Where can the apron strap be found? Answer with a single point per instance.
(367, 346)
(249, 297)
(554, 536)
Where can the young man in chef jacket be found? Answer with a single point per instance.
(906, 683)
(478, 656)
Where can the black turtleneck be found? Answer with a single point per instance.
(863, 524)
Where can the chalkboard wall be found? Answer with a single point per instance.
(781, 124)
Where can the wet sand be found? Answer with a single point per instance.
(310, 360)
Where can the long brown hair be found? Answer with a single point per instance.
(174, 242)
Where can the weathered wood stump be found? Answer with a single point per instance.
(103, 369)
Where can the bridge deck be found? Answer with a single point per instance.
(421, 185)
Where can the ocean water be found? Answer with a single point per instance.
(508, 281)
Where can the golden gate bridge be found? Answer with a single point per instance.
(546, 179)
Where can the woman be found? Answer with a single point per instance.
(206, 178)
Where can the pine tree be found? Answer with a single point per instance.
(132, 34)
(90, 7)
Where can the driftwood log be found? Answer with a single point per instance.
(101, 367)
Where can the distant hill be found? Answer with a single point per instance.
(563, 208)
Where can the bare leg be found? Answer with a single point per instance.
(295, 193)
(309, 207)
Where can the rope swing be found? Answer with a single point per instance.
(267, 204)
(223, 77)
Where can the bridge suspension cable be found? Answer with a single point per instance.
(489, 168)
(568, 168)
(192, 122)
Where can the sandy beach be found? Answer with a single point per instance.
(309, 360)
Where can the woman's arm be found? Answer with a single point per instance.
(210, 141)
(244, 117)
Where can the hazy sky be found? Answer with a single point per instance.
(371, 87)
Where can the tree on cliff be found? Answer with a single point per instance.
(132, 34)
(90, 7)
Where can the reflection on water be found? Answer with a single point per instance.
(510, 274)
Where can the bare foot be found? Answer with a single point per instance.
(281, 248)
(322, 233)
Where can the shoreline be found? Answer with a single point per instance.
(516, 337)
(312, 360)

— Work order —
Transcribe each line of the listing exactly.

— Output for this exercise —
Where can the apron strap be found? Answer with a single point per instance.
(367, 346)
(249, 297)
(554, 536)
Where can the young man in chef jacket be found? Answer with a single point per instance.
(906, 683)
(478, 656)
Where can the black turtleneck be found? Answer with a single point per instance.
(863, 524)
Where can the chalkboard wall be found? Answer with a single point per instance.
(781, 124)
Where can the wet sand be found? Answer with a single point per instance.
(310, 360)
Where can the long brown hair be found? Answer with a single point per instance.
(174, 242)
Where can the weathered wood stump be found? Answer with a single point per instance.
(103, 369)
Where can the bridge deck be found? Answer with a single point per instance.
(421, 185)
Where can the ocean water be found? Answer with a single point per instance.
(508, 281)
Where can the golden gate bridge be found? Answer with a single point per instance.
(546, 179)
Where can the woman be found? Answer with a single point per instance.
(206, 178)
Where can the pine tree be found? Answer with a single point per instance.
(132, 34)
(90, 7)
Where can the driftwood log be found? Answer with a single point per instance.
(101, 367)
Where can the distant hill be found? Answer with a single point per instance.
(563, 208)
Where can the bare leg be found? Answer with a single point per instance.
(295, 193)
(309, 207)
Where can the rope swing be found? Answer with a single point per instance.
(267, 204)
(223, 77)
Where can the bridge suspension cable be found? Answer with a single point per instance.
(489, 168)
(568, 168)
(192, 122)
Where can the sandy beach be found? Answer with a single point per instance.
(309, 360)
Where can the woman's arm be found? Answer with a single point per instance.
(210, 141)
(244, 117)
Where can the hazy sky be found? Answer with a single point per instance.
(371, 87)
Where can the tree on cliff be found? Answer with a single point per instance.
(132, 34)
(90, 7)
Where can the reflection on water be found? Answer with a single point per instance.
(510, 274)
Where can the bare foot be found? Answer with a single point per instance.
(281, 248)
(322, 233)
Where can the shoreline be found? Answer with a single point per instance.
(516, 337)
(312, 360)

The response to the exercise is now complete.